Dataset excerpts
=====

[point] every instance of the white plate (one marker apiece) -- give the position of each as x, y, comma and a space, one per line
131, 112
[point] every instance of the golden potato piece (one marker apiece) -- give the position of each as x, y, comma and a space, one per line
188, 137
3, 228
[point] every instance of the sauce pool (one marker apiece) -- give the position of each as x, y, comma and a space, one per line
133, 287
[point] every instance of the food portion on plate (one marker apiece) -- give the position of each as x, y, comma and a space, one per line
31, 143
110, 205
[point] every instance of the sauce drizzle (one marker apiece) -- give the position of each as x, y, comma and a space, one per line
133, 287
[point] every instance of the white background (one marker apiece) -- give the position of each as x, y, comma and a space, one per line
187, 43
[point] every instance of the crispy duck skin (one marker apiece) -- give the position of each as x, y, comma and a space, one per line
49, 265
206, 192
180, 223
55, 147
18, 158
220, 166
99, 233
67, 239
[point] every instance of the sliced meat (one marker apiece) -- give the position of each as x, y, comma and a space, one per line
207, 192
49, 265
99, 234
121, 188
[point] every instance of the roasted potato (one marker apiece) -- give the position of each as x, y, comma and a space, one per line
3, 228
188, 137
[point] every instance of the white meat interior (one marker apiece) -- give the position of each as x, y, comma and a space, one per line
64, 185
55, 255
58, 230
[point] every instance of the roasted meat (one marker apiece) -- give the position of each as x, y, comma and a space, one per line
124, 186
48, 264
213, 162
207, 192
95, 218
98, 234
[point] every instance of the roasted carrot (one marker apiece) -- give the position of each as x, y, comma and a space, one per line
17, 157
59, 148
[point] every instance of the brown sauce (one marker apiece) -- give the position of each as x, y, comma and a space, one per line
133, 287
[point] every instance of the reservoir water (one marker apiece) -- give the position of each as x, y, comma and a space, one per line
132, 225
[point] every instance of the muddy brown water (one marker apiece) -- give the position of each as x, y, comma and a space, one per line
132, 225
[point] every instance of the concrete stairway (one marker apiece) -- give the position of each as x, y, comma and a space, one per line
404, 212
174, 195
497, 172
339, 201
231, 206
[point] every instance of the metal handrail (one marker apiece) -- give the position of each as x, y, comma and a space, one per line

=====

Your goal: The data above should be reproduced in full, word for word.

Solution to this problem:
[point] every instance of the white plate (one marker apiece) -- give the position of each as x, y, comma and a space, one per line
131, 112
[point] every instance of the golden potato piece (one marker apiece) -- give the position of each as x, y, comma and a space, one per line
188, 137
3, 228
[point] every instance of the sauce pool (one marker apiece) -- give the position of each as x, y, comma and a space, one per line
133, 287
[point] every instance of the food portion on plate (one marker apiece) -- give the position of each as x, y, comma and a space, one per line
31, 143
110, 205
[point] every instance of the sauce drizzle (one marker apiece) -- give the position of each as x, y, comma and a space, one per line
133, 287
[point] every instance of the white background (one marker apiece) -- give the position of each as x, y, comma and a space, one per line
187, 43
[point] every instance of the crispy duck skin (one marker apiece) -- give the position of each as x, y, comma and a space, one per line
49, 265
206, 192
180, 223
55, 147
18, 158
220, 166
99, 233
67, 239
[point] every instance of the sliced meat (one marker apiece) -- give the position of each as x, y, comma and a space, one per line
207, 192
49, 265
99, 234
121, 188
[point] every instance of the roasted potato (one marker apiece) -- give the position of each as x, y, comma and a space, one per line
3, 228
188, 137
[point] every instance of the white meat interior (one marker apiece) -- give the position of each as x, y, comma and a space, one per line
64, 185
55, 255
58, 230
[point] every instance of the roasted meat (one marker apiece) -- give the position of each as x, y, comma and a space, one per line
124, 186
48, 264
213, 162
207, 192
95, 218
98, 234
[point] every instance of the roasted carrot (one marker apiece) -- give the position of each as x, y, comma and a space, one per line
17, 157
59, 148
[point] every instance of the brown sauce (one marker apiece) -- give the position of each as x, y, comma and a space, one per line
133, 287
[point] every instance of the reservoir water (one marker apiece) -- give the position of each as x, y, comma and a space, one per line
132, 225
[point] every instance of the muddy brown water (one marker apiece) -- give the position of each as x, y, comma and a space, one per line
132, 225
[point] every instance of the concrete stairway (one marker apiece) -- give the position of each as x, y, comma and a space, one per line
404, 212
174, 195
497, 172
339, 201
231, 206
[point] every instance of the metal handrail (one marker apiece) -- give the position of each as x, y, comma and a space, one per line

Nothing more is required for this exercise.